■ Dataset extract
****

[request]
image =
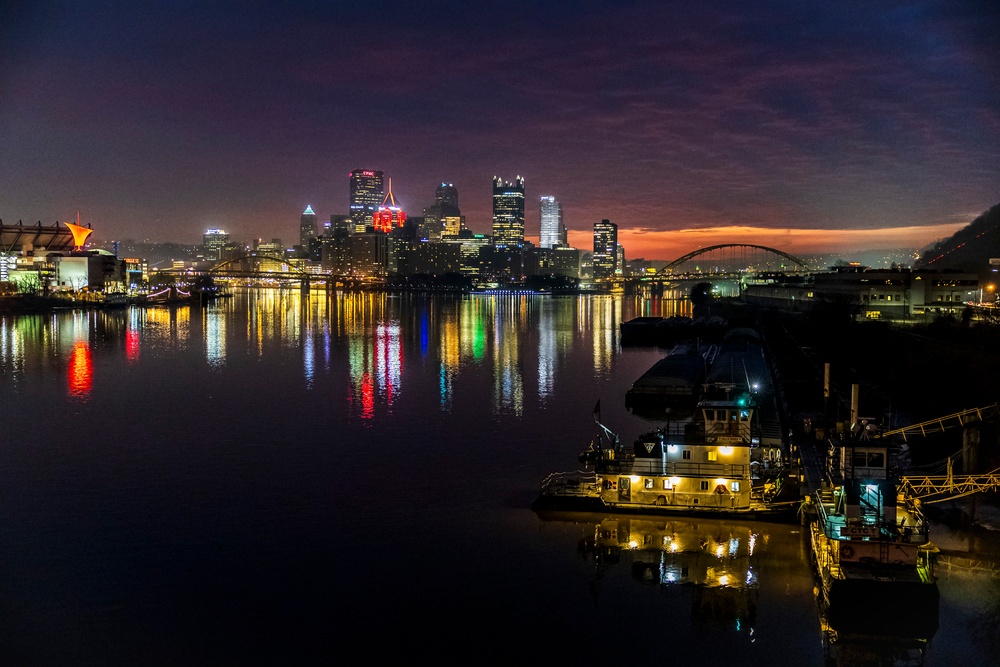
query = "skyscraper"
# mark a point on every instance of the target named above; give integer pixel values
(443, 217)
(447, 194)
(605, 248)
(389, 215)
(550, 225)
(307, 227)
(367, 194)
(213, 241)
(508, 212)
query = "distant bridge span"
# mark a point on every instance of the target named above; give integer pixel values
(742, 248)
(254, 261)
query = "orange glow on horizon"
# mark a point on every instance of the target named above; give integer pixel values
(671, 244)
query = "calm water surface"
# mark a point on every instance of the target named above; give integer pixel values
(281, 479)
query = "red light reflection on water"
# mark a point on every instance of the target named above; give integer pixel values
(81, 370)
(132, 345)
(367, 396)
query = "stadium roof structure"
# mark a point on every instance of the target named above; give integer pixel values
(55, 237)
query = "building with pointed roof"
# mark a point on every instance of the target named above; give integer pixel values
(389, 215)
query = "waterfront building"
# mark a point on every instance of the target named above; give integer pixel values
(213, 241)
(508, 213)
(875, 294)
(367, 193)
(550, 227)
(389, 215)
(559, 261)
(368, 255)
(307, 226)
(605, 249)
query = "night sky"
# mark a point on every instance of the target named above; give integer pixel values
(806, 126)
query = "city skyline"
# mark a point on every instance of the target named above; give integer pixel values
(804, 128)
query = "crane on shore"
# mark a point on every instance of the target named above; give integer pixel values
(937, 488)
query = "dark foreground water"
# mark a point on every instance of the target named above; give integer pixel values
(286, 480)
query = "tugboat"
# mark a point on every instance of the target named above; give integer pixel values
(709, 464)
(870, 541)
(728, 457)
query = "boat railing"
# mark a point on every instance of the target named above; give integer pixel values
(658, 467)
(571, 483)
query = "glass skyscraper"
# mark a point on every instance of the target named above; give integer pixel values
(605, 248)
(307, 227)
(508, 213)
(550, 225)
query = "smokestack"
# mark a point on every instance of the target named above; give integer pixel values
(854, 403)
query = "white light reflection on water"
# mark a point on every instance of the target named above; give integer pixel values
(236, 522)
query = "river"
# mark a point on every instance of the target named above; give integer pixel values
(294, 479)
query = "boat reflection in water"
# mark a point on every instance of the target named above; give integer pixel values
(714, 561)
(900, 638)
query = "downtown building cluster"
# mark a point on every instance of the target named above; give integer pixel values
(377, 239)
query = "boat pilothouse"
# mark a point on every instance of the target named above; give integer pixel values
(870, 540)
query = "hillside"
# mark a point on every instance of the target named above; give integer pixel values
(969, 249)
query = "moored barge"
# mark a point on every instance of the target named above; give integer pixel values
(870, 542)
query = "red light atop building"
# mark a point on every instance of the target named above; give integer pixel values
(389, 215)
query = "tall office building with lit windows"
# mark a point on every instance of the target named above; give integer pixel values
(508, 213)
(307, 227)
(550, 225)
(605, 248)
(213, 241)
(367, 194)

****

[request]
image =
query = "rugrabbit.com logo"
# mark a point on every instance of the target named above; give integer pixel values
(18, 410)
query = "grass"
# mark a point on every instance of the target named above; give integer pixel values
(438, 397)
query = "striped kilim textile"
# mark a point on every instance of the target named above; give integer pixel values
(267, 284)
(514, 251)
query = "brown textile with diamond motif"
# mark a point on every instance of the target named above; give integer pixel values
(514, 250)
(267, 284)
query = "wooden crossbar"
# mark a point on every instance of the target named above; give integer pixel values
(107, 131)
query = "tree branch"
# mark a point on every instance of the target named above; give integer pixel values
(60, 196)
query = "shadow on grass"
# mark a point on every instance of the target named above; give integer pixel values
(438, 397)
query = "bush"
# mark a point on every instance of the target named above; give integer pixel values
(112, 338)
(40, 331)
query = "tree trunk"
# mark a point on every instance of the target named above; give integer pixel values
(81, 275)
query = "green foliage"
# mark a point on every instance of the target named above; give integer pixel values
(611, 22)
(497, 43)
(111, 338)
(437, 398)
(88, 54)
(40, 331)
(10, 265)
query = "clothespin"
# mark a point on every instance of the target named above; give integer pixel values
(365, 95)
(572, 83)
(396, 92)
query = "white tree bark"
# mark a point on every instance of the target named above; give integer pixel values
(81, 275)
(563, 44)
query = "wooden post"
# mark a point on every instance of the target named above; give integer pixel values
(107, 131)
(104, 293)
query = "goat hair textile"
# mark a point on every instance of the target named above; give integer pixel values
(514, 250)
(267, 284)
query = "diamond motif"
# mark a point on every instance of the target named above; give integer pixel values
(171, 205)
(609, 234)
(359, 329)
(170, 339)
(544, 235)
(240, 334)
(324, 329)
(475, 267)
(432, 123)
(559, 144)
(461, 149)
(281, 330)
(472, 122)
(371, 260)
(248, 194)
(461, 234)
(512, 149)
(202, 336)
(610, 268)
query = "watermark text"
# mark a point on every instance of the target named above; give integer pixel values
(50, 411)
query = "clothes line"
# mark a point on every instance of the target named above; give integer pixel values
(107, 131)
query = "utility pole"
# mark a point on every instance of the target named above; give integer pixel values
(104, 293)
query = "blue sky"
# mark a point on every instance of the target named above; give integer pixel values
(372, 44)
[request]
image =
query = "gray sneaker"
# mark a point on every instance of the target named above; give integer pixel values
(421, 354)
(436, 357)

****

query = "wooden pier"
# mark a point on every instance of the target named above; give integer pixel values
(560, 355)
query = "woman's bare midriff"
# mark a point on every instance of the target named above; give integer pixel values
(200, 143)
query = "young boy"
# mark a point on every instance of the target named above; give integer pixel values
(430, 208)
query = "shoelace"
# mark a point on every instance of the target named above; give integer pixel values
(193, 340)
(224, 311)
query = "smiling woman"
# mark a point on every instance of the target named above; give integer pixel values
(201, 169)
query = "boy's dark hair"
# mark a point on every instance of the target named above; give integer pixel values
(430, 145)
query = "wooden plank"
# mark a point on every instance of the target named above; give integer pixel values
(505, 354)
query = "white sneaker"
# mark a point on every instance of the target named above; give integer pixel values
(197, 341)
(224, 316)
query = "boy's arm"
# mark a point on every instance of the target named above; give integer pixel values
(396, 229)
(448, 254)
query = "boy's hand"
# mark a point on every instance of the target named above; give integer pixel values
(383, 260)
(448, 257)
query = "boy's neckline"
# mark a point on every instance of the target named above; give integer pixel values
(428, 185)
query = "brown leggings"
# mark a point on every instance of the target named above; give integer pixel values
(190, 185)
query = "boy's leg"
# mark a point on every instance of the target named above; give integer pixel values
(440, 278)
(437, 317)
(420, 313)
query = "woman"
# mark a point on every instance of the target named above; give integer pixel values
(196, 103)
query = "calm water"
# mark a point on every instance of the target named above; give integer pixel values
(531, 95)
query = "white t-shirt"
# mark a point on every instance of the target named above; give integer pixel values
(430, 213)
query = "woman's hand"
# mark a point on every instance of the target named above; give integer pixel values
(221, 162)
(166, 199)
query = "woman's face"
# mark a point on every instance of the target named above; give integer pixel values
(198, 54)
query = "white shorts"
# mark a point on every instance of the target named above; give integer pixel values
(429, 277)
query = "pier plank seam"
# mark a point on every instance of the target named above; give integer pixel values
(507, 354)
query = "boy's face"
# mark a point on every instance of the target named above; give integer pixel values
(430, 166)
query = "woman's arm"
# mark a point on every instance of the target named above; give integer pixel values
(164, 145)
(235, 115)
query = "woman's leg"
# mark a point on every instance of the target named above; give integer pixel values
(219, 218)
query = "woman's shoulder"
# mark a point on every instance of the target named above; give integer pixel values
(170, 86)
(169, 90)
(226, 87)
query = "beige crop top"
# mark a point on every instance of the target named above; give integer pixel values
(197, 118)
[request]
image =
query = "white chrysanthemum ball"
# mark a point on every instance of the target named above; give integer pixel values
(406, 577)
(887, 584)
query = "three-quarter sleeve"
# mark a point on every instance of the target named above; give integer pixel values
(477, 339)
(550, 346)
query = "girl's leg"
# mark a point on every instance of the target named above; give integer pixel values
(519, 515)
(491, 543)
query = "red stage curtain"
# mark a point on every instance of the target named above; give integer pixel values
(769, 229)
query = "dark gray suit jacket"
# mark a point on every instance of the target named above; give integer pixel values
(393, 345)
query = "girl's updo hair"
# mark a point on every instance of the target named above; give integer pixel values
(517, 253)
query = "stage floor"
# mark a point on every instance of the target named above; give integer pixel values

****

Copy out every row above that contains the word "woman".

query = "woman's bare midriff"
query = "smiling woman"
query = "woman"
query = "woman's hand"
query = "woman's face"
query = "woman's arm"
query = "woman's leg"
query = "woman's shoulder"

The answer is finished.